• Exercise aim: Transcribe each entry exactly, without pictures.

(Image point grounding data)
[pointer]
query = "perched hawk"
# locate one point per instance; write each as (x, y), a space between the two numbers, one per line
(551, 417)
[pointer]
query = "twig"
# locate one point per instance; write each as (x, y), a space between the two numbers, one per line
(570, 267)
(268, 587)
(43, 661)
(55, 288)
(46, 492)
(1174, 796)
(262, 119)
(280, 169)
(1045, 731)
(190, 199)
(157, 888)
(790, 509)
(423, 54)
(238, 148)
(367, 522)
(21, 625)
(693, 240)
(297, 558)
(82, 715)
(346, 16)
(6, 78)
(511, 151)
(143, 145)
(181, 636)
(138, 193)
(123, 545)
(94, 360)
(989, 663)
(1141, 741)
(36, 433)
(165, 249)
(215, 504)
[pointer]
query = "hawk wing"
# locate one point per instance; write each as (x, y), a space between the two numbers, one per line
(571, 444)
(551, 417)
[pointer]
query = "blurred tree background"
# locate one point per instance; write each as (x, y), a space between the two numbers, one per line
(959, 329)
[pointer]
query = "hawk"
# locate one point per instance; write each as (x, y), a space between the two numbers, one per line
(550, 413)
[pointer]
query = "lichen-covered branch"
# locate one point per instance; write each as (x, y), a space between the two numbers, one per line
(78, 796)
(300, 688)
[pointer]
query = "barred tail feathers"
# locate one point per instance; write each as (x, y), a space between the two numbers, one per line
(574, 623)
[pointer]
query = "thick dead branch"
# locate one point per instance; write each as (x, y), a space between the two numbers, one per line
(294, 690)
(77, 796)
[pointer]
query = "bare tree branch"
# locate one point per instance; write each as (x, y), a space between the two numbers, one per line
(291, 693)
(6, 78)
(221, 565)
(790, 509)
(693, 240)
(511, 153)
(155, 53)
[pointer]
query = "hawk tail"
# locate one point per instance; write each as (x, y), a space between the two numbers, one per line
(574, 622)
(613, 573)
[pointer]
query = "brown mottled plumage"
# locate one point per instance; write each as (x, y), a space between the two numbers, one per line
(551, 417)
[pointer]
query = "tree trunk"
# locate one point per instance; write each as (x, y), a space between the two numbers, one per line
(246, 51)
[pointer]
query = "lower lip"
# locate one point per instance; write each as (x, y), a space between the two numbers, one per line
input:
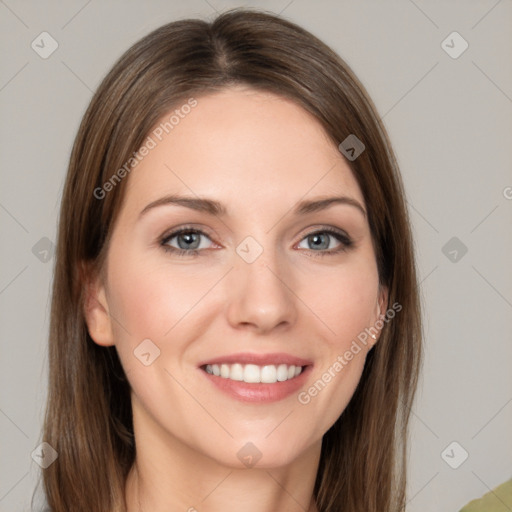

• Exercise result:
[pointer]
query = "perched hawk"
# locate one point per instance; write each as (x, y), a space between the two numbers, one per line
(551, 417)
[pointer]
query = "twig"
# locate one point per instance; write each as (x, y), a space between the two numbers, one per line
(570, 267)
(268, 587)
(43, 661)
(55, 288)
(46, 492)
(1174, 796)
(262, 119)
(280, 169)
(1045, 731)
(190, 199)
(157, 888)
(790, 509)
(423, 54)
(238, 148)
(367, 522)
(21, 625)
(693, 240)
(297, 558)
(82, 715)
(346, 16)
(6, 78)
(511, 151)
(143, 145)
(181, 636)
(138, 193)
(123, 545)
(94, 360)
(989, 663)
(1141, 741)
(36, 433)
(165, 249)
(215, 504)
[pointer]
query = "hawk wing"
# locate one point per instance; write each as (x, y), a space between the two numbers, one per line
(571, 444)
(551, 417)
[pointer]
query = "blurred tree background"
# locate one point per instance; write each as (x, y), a space between the two numbers, one per line
(959, 329)
[pointer]
query = "hawk"
# locate one point per instance; write each as (x, y), a space between the two numbers, one per line
(550, 413)
[pointer]
query = "lichen-covered branch"
# locate one point per instance; write each as (x, y), a space between the two numbers, one per line
(78, 796)
(300, 688)
[pointer]
query = "barred tail feathers"
# locate one point per instance; write each as (x, y), a space between the two numbers, one per line
(574, 623)
[pointer]
query = "thick dead branch"
# locate one point per instance; write each as (x, y), a space between the two numbers, one per line
(294, 690)
(77, 796)
[pointer]
query = "bare tree branch"
# locate one point per instance; write each as (x, y), a space between the two numbers, one per line
(291, 693)
(6, 78)
(221, 565)
(790, 509)
(693, 240)
(511, 153)
(155, 53)
[pointer]
query = "hawk tail"
# locate one point per instance; write each as (x, y), a space between the two numbers, one per line
(574, 622)
(613, 573)
[pointer]
query = "brown mottled plumage"
# locate one point per instance; write each as (x, y), a space between the two numbers, one per line
(551, 417)
[pointer]
query = "tree trunk"
# locate one point per instance; write each as (x, y), a space between the two numbers, one per line
(246, 51)
[pointer]
query = "lower lip"
# locate one point per instance; write each as (x, y), a space between the two numbers, one per line
input:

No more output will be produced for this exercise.